§ Document extract
________
Programs must be written for people to read, and only incidentally for machines to execute.

— Structure and Interpretation of Computer Programs

Tangler: literate programming in HTML

Author

Theresa O'Connor <tess@oconnor.cx>

URL

https://hober.github.io/tangler/

Introduction
Tangler documents
How it works
Download Tangler
Chunk index

1. Introduction

The source code of programs needs to be written in a certain order, so that the compiler or interpreter will do what the programmer intended. That order is probably not the most natural order a person might put the code in, especially if they were trying to organize it in a way most conducive to being read and comprehended other people. According to Wikipedia,

Literate programming is a programming paradigm[…] in which a computer program is given as an explanation of how it works in a natural language, such as English, interspersed (embedded) with snippets of[…] source code, from which compilable source code can be generated.[…]
The literate programming paradigm[…] represents a move away from writing computer programs in the manner[…] imposed by the compiler, and instead gives programmers [the ability] to develop programs in the order demanded by the logic and flow of their thoughts.[…]
Literate programming (LP) tools are used to obtain two representations from a source file: one understandable by a compiler or interpreter, the "tangled" code, and another for viewing as formatted documentation, which is said to be "woven" from the literate source.

Don Knuth’s original literate programming tool, WEB, weaved T_eX documents out of literate source files, and many, maybe even most, LP tools written since have bias toward using T_eX as the output format. But as Mark Pilgrim wrote many years ago, HTML is not an output format. HTML is The Format. So I decided to have a go at writing a literate programming tool whose input documents are simply HTML.

2. Tangler documents

Tangler documents are just HTML. It’s called Tangler because there’s no need to weave anything: the document is already woven.

The two things that make an HTML document a Tangler document are chunks and chunk references (xrefs).

2.1. Chunks are named code blocks

A chunk is just a piece of source code.

Here’s an example of one. This chunk contains one line of JavaScript which defines a Tangler global object.

Define the Tangler global

globalThis.Tangler = {};

Each chunk has a name. The <figure> element is the most natural way in HTML to associate a name with a bit of markup, and <pre><code>…</code></pre> is the usual markup pattern for code blocks.

So here’s what the source code of that chunk looks like:

How to mark up a chunk

<figure class=chunk id=tangler-global>
<figcaption>Define the Tangler global</figcaption>
<pre><code>globalThis.Tangler = {};</code></pre>
</figure>

The <figure> element has the class “chunk”, which is how Tangler knows it’s a chunk.

Tangler only extracts the text when it extracts source code from a chunk. It ignores markup inside the chunk. So you’re free to mark things up inside the source when it makes sense to do so.
________
§ Given information
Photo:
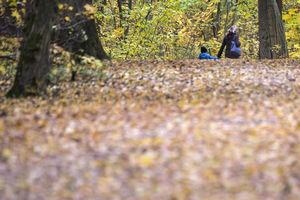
________
§ Exercise set
1 > According to the Tangler page, why is the tool called Tangler?
2 > Extend the Tangler page from its final sentence onward.

§ In response
1 > There is no need to weave anything, because the document is already woven.

2 >
For instance, I could have linked globalThis to its MDN page like so, and it wouldn’t affect what gets extracted:

Source code can contain HTML elements

<figure class=chunk id=tangler-global>
<figcaption>Define the Tangler global</figcaption>
<pre><code><a href=https://developer.mozilla.org/en-US/docs/Web/JavaScript/Reference/Global_Objects/globalThis>globalThis</a>.Tangler = {};</code></pre>
</figure>

While this is pretty neat, it’s probably best to do this only sparingly. It can make maintaining the source more challenging. I tend to use the <var> element when I define variables, the <wbr> element to provide line-breaking opportunities the browser’s line layout algorithm misses, and I occasionally sprinkle in links when I use something that might be unfamiliar to the reader.

2.2. xrefs: links to chunks

Chunks can refer to other chunks; this is how Tangler knows how to tangle them together. A reference from one chunk to another is called an xref.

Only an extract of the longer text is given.